Extracted entries Start Marker
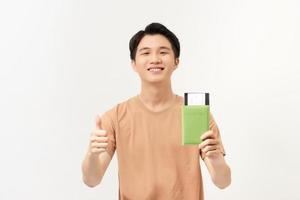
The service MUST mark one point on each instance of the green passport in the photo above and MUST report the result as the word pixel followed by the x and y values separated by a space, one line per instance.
pixel 195 117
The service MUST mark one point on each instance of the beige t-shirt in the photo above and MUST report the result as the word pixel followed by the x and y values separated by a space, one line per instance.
pixel 152 162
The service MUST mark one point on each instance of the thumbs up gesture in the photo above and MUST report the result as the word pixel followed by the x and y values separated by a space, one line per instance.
pixel 98 139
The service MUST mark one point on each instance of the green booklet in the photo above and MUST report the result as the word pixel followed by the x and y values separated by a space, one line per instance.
pixel 195 117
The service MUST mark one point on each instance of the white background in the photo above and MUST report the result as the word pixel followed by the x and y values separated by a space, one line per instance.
pixel 63 62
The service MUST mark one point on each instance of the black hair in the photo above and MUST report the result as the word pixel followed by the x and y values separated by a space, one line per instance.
pixel 153 29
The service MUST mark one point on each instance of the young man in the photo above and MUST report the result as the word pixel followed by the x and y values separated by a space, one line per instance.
pixel 145 131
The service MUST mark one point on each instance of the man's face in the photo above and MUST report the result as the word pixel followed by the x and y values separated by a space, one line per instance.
pixel 154 60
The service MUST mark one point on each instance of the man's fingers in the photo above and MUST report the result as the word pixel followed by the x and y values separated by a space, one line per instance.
pixel 209 148
pixel 208 142
pixel 98 122
pixel 99 145
pixel 99 133
pixel 208 134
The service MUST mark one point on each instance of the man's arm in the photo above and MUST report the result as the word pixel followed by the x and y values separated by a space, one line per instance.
pixel 94 167
pixel 212 152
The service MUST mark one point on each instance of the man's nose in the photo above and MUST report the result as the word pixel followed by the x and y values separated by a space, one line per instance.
pixel 155 58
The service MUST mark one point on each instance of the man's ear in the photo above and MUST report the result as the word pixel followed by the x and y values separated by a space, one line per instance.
pixel 133 65
pixel 176 63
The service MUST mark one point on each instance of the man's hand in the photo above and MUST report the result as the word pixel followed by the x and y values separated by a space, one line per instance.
pixel 211 152
pixel 98 139
pixel 211 145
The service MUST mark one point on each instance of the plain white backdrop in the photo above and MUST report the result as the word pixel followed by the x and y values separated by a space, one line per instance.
pixel 62 62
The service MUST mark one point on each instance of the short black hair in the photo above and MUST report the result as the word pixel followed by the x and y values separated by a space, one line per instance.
pixel 153 29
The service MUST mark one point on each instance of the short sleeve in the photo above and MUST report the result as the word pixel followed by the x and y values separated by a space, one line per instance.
pixel 108 120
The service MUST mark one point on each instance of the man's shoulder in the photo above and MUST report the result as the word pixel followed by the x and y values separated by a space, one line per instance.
pixel 121 107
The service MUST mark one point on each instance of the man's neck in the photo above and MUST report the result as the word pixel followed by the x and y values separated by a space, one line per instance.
pixel 157 97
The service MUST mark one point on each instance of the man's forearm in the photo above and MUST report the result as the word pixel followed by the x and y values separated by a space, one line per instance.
pixel 219 171
pixel 92 170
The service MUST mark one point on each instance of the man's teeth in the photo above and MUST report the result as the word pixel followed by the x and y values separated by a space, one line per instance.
pixel 155 69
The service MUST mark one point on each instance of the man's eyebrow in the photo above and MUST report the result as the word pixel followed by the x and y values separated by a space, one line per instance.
pixel 164 47
pixel 144 48
pixel 147 48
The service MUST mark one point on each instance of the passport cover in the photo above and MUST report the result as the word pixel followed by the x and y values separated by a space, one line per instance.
pixel 195 122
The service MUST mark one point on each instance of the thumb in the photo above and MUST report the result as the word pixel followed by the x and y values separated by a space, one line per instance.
pixel 98 122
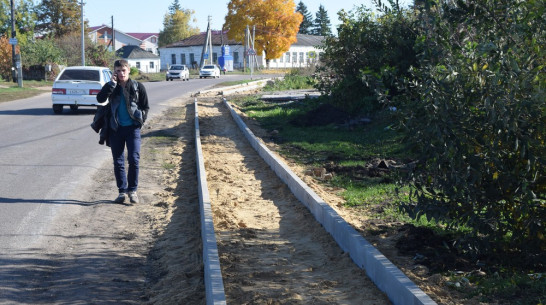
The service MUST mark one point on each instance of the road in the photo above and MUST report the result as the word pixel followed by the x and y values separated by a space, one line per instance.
pixel 47 159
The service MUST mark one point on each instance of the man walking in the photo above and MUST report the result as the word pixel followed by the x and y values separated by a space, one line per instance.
pixel 128 108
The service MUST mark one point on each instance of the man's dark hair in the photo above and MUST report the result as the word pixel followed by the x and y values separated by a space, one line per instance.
pixel 121 63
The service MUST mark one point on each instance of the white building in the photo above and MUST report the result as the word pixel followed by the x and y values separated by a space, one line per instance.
pixel 145 61
pixel 188 51
pixel 114 38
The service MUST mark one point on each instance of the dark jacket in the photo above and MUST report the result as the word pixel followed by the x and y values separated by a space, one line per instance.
pixel 135 97
pixel 100 124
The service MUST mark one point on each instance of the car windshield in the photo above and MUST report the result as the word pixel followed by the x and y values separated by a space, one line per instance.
pixel 75 74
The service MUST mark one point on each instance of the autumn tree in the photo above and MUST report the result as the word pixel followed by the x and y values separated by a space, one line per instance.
pixel 5 58
pixel 176 25
pixel 276 23
pixel 25 18
pixel 307 22
pixel 322 23
pixel 58 17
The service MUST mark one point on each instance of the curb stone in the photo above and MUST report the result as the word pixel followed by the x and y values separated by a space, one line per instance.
pixel 386 276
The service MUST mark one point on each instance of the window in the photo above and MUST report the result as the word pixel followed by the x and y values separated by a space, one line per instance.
pixel 83 74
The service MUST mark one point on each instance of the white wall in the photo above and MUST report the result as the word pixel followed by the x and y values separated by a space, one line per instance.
pixel 146 65
pixel 166 55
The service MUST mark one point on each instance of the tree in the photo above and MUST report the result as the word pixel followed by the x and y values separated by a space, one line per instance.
pixel 5 58
pixel 322 23
pixel 367 54
pixel 176 26
pixel 25 18
pixel 59 17
pixel 307 22
pixel 474 112
pixel 276 23
pixel 174 7
pixel 42 51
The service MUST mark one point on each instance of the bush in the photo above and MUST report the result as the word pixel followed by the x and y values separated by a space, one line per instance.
pixel 475 112
pixel 368 54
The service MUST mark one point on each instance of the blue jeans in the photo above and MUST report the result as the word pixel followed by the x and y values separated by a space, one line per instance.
pixel 126 136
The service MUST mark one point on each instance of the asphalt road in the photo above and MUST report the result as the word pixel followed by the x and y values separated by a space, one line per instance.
pixel 46 158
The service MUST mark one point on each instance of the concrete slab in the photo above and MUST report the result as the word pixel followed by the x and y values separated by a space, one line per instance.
pixel 388 278
pixel 214 285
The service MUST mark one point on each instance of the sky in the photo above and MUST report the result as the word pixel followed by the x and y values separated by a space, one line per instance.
pixel 147 16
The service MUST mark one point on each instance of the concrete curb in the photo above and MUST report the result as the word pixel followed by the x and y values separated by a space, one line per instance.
pixel 386 276
pixel 235 89
pixel 214 285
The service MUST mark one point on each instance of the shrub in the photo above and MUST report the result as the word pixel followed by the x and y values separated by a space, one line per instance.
pixel 475 112
pixel 368 54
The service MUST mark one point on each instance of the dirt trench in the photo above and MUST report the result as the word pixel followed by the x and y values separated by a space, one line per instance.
pixel 272 250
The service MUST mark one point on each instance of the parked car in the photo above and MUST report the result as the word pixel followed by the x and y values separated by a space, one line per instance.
pixel 178 72
pixel 78 86
pixel 209 71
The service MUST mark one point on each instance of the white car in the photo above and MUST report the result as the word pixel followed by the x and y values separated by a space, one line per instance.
pixel 209 71
pixel 78 86
pixel 178 72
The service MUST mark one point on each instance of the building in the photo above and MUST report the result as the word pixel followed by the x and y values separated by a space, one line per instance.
pixel 145 61
pixel 115 39
pixel 301 54
pixel 188 51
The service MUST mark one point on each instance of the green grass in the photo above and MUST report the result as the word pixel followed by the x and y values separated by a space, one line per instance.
pixel 347 148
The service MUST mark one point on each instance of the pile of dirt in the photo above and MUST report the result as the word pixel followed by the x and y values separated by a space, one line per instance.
pixel 325 114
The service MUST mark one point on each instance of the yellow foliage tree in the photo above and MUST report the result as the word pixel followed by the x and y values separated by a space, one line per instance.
pixel 6 57
pixel 276 23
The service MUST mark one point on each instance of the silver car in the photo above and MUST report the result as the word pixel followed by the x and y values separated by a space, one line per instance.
pixel 178 72
pixel 78 86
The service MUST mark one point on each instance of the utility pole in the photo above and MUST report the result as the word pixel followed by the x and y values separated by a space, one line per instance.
pixel 17 67
pixel 113 36
pixel 83 37
pixel 245 53
pixel 208 42
pixel 13 73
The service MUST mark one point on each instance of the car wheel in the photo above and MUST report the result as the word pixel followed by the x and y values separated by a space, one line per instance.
pixel 57 109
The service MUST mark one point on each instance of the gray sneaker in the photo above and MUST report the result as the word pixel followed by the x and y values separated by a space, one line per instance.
pixel 121 198
pixel 133 197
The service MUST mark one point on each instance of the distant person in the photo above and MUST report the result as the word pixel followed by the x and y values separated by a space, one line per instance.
pixel 123 118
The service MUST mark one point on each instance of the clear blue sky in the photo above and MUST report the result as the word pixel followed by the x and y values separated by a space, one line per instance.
pixel 147 16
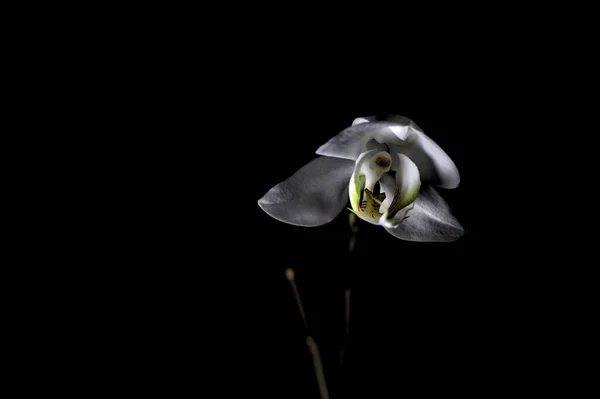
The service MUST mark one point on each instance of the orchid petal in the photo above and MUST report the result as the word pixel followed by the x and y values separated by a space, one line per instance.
pixel 431 220
pixel 312 196
pixel 435 166
pixel 356 139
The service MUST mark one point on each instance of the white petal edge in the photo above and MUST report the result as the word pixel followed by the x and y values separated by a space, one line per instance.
pixel 312 196
pixel 435 166
pixel 358 138
pixel 431 220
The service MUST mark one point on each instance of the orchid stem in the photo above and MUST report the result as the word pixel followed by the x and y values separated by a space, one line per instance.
pixel 314 350
pixel 310 342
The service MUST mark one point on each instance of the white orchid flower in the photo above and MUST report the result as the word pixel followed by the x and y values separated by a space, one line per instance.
pixel 386 169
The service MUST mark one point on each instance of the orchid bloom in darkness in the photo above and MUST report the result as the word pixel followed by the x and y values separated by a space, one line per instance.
pixel 386 169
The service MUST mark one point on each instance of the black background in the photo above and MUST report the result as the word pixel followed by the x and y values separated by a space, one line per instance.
pixel 426 317
pixel 463 317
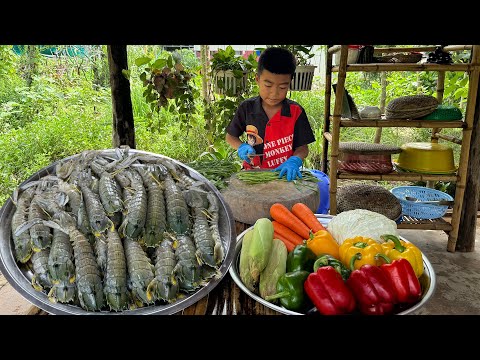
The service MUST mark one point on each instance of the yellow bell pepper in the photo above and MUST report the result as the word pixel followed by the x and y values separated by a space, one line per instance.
pixel 396 249
pixel 367 248
pixel 322 242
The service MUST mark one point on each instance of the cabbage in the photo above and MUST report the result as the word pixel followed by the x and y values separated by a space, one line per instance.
pixel 361 222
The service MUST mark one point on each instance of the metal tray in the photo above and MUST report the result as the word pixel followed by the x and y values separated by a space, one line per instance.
pixel 19 276
pixel 427 279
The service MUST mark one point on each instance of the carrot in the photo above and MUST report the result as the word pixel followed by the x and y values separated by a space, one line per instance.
pixel 304 213
pixel 290 246
pixel 288 234
pixel 280 213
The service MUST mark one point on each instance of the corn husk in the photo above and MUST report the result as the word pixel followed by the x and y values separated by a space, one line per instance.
pixel 276 267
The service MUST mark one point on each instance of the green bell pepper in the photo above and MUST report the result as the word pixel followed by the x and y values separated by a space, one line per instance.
pixel 328 260
pixel 301 258
pixel 290 291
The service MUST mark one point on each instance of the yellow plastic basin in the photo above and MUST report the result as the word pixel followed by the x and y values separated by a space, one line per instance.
pixel 425 157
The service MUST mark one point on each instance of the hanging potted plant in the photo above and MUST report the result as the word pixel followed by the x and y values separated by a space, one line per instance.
pixel 230 72
pixel 303 77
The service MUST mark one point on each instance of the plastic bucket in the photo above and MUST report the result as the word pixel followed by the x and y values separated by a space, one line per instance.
pixel 324 189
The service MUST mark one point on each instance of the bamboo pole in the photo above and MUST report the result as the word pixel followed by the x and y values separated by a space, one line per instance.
pixel 449 138
pixel 334 49
pixel 397 177
pixel 383 98
pixel 401 123
pixel 465 151
pixel 340 90
pixel 440 91
pixel 376 67
pixel 328 97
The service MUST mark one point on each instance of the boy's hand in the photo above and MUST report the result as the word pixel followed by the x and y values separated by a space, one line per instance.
pixel 291 167
pixel 244 150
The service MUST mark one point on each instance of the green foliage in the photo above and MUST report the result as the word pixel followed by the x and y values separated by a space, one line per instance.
pixel 219 111
pixel 224 60
pixel 167 84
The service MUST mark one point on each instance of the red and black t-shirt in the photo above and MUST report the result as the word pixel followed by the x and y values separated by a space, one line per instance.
pixel 278 137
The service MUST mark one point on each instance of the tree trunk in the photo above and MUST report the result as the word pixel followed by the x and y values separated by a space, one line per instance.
pixel 468 218
pixel 123 124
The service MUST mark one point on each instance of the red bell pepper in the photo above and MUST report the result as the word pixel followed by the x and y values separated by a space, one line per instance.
pixel 372 290
pixel 402 276
pixel 328 292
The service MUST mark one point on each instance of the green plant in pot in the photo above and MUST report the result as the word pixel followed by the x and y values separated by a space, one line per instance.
pixel 230 71
pixel 169 84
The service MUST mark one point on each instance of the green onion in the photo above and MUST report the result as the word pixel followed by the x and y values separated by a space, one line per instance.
pixel 259 177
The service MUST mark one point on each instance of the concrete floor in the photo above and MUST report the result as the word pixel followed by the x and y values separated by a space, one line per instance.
pixel 457 291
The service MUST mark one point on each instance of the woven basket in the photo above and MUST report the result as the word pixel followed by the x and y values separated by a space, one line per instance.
pixel 353 147
pixel 399 58
pixel 411 107
pixel 369 197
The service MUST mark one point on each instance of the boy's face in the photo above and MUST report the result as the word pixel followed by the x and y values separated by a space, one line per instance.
pixel 273 88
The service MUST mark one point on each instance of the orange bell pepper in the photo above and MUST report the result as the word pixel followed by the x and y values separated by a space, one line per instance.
pixel 322 242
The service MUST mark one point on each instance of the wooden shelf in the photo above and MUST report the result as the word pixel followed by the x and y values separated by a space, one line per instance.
pixel 397 176
pixel 409 222
pixel 401 123
pixel 375 67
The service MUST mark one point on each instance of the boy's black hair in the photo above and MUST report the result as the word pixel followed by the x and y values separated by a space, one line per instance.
pixel 277 60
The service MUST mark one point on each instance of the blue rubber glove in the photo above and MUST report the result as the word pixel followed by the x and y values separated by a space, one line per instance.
pixel 291 167
pixel 244 150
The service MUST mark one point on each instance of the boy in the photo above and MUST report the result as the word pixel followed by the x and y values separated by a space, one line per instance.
pixel 277 128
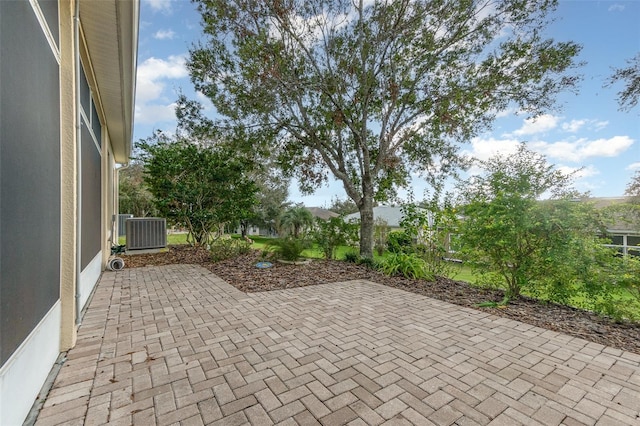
Extracted entries End Marker
» Task instructions
Write out exactly the lines from the one containing "the boy's black" through the last line of the records above, both ends included, and leave out any pictures.

» Solved problem
The service MUST mark one point on each instance of the boy's black hair in the photo above and MUST report the result as the word pixel followed by the x and y values separated by a space, one line per instance.
pixel 277 60
The service MUST mark one point on each instance of the blue rubber glove in the photo above and MUST report the result as the word pixel followed by the x and y values separated by a space, one line per instance.
pixel 291 167
pixel 244 150
The service MUST mark one point on each instance of the boy in the photo above and MUST report the result as the word pixel followed by the x and y values separated by a space, one line per instance.
pixel 277 128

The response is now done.